▶ **Work item**
Repeat the whole listing exactly as written.

━━ Provided information ━━

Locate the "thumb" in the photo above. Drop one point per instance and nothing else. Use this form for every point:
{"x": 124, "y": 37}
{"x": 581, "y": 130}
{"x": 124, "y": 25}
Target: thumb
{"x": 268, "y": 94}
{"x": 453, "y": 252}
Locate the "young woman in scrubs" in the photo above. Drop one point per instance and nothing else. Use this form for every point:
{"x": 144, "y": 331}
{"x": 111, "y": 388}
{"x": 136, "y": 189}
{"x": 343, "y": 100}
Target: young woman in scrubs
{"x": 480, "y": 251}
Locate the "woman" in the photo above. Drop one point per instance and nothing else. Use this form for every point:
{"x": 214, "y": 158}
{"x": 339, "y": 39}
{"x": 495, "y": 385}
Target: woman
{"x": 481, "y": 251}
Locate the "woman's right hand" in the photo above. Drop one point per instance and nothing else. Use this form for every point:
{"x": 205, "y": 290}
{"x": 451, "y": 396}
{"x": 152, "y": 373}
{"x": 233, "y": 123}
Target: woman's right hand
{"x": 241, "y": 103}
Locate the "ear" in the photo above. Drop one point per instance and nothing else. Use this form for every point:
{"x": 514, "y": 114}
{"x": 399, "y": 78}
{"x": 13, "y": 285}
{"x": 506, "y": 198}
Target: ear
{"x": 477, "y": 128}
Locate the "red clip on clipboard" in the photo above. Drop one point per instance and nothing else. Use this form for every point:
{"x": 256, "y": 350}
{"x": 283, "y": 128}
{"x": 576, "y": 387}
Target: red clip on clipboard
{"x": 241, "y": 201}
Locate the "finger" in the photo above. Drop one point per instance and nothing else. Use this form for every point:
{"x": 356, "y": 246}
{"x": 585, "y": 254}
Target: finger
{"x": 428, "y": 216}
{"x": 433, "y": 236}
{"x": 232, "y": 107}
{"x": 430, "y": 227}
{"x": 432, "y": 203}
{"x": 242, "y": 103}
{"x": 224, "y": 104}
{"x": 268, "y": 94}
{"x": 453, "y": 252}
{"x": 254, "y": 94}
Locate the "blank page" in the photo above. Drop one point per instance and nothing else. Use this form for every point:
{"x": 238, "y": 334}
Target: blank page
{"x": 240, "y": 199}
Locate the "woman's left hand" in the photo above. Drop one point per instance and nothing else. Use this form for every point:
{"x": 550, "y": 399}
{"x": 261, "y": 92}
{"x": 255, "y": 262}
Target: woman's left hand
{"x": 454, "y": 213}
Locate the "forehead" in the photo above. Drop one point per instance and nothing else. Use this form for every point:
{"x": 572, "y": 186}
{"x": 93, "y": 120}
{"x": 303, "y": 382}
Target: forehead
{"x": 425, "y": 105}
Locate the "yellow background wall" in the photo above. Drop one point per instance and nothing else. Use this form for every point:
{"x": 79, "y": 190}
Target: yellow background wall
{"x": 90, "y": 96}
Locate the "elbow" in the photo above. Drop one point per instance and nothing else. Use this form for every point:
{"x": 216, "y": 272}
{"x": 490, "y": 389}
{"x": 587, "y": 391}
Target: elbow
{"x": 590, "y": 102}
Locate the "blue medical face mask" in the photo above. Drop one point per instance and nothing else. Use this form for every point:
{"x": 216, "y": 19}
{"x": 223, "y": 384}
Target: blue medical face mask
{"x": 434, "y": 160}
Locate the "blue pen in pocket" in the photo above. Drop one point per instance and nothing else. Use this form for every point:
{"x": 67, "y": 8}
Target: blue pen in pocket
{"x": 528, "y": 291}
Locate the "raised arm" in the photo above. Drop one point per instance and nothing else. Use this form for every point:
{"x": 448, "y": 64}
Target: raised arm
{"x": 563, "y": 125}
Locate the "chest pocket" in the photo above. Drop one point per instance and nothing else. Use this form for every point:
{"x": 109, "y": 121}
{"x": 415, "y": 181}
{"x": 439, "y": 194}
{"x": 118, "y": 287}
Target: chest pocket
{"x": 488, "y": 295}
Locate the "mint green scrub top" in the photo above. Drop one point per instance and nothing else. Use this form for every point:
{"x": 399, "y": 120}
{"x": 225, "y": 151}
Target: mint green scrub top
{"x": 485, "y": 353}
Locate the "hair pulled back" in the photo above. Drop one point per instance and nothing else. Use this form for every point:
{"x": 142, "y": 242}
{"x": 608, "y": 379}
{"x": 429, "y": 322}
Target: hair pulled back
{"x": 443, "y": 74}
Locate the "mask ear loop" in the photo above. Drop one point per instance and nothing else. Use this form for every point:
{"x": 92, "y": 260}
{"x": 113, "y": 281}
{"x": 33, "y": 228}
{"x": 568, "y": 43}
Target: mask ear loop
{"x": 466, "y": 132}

━━━

▶ **Written response**
Locate the "thumb" in the photo above. Drop one point per instance and nothing else. Use this form for every point:
{"x": 124, "y": 37}
{"x": 581, "y": 130}
{"x": 124, "y": 25}
Target: thumb
{"x": 268, "y": 94}
{"x": 453, "y": 252}
Locate the "young woman in scrubs" in the photo above. Drop one point per instance and nothing else. Use this form for every point:
{"x": 144, "y": 331}
{"x": 111, "y": 388}
{"x": 136, "y": 189}
{"x": 343, "y": 100}
Target: young woman in scrubs
{"x": 480, "y": 251}
Locate the "woman" in the photo above. Drop one point per instance and nothing else. Use this form for every point:
{"x": 214, "y": 158}
{"x": 339, "y": 39}
{"x": 495, "y": 385}
Target: woman
{"x": 481, "y": 251}
Locate the "woman's right hand" in the photo above. Drop one point per instance and nothing else. Use this form for every point:
{"x": 205, "y": 290}
{"x": 451, "y": 396}
{"x": 152, "y": 373}
{"x": 233, "y": 123}
Target: woman's right hand
{"x": 241, "y": 103}
Locate the "ear" in the photo above. Drop one point per instance and nothing else. Use this form for every point:
{"x": 514, "y": 114}
{"x": 399, "y": 78}
{"x": 13, "y": 285}
{"x": 506, "y": 198}
Target: ear
{"x": 477, "y": 128}
Locate the "red clip on clipboard" in the photo above. Drop one point per instance and nothing else. Use this form for every point:
{"x": 256, "y": 350}
{"x": 283, "y": 128}
{"x": 576, "y": 387}
Target: red clip on clipboard
{"x": 241, "y": 201}
Locate the "finger" in the photo above. Drop one point per instance and nothing else. Use this form for every point:
{"x": 356, "y": 246}
{"x": 585, "y": 254}
Target: finger
{"x": 428, "y": 216}
{"x": 433, "y": 236}
{"x": 232, "y": 107}
{"x": 430, "y": 227}
{"x": 432, "y": 203}
{"x": 242, "y": 103}
{"x": 224, "y": 104}
{"x": 268, "y": 94}
{"x": 453, "y": 252}
{"x": 254, "y": 94}
Locate the "blank page" in the photo above. Drop one point per instance and nothing else. Use this form for every point:
{"x": 238, "y": 334}
Target: blank page
{"x": 240, "y": 199}
Locate the "woman's left hand" in the photo above. Drop one point per instance and nothing else. Use this form for every point:
{"x": 550, "y": 399}
{"x": 261, "y": 92}
{"x": 255, "y": 262}
Target: woman's left hand
{"x": 454, "y": 213}
Locate the "forehead" in the photo above. Drop one point per instance and nothing else. Use this form for every point:
{"x": 572, "y": 186}
{"x": 93, "y": 120}
{"x": 303, "y": 382}
Target: forehead
{"x": 425, "y": 105}
Locate the "yellow background wall" in the photo above. Drop one point per instance and nothing else. Use this form for every point:
{"x": 79, "y": 190}
Target: yellow background wall
{"x": 90, "y": 96}
Locate the "elbow" in the photo above. Drop one point per instance and nothing else. Use this form for every point:
{"x": 216, "y": 272}
{"x": 490, "y": 389}
{"x": 587, "y": 391}
Target: elbow
{"x": 590, "y": 102}
Locate the "blue medical face mask" in the photo above. Drop one point per instance and nothing else. Use this form for every point:
{"x": 216, "y": 19}
{"x": 223, "y": 384}
Target: blue medical face mask
{"x": 434, "y": 160}
Locate the "blue pen in pocket" in the photo above. Drop one point per instance and nothing else. Use this form for every point:
{"x": 67, "y": 8}
Target: blue pen in pocket
{"x": 528, "y": 291}
Locate the "raised arm" in the photo above. Drop one point per instance and nothing else. Use this form for every point:
{"x": 448, "y": 64}
Target: raised arm
{"x": 563, "y": 125}
Locate the "chest pocket" in the photo above. Drop one point per instance and nothing else. Use this form for every point:
{"x": 109, "y": 121}
{"x": 415, "y": 181}
{"x": 439, "y": 194}
{"x": 118, "y": 287}
Target: chest pocket
{"x": 488, "y": 295}
Locate the "mint green scrub top" in the photo above. Drop one point per instance and nothing else. Use this form for every point:
{"x": 399, "y": 120}
{"x": 225, "y": 151}
Target: mint green scrub top
{"x": 485, "y": 353}
Locate the "hair pulled back" in the photo above. Drop one point per instance and nothing else. Use this form for every point:
{"x": 142, "y": 242}
{"x": 608, "y": 379}
{"x": 429, "y": 322}
Target: hair pulled back
{"x": 443, "y": 74}
Locate the "mask ear loop" in the photo above. Drop one point per instance and nothing else. Use this form for every point:
{"x": 92, "y": 260}
{"x": 113, "y": 281}
{"x": 33, "y": 228}
{"x": 568, "y": 43}
Target: mask ear loop
{"x": 466, "y": 132}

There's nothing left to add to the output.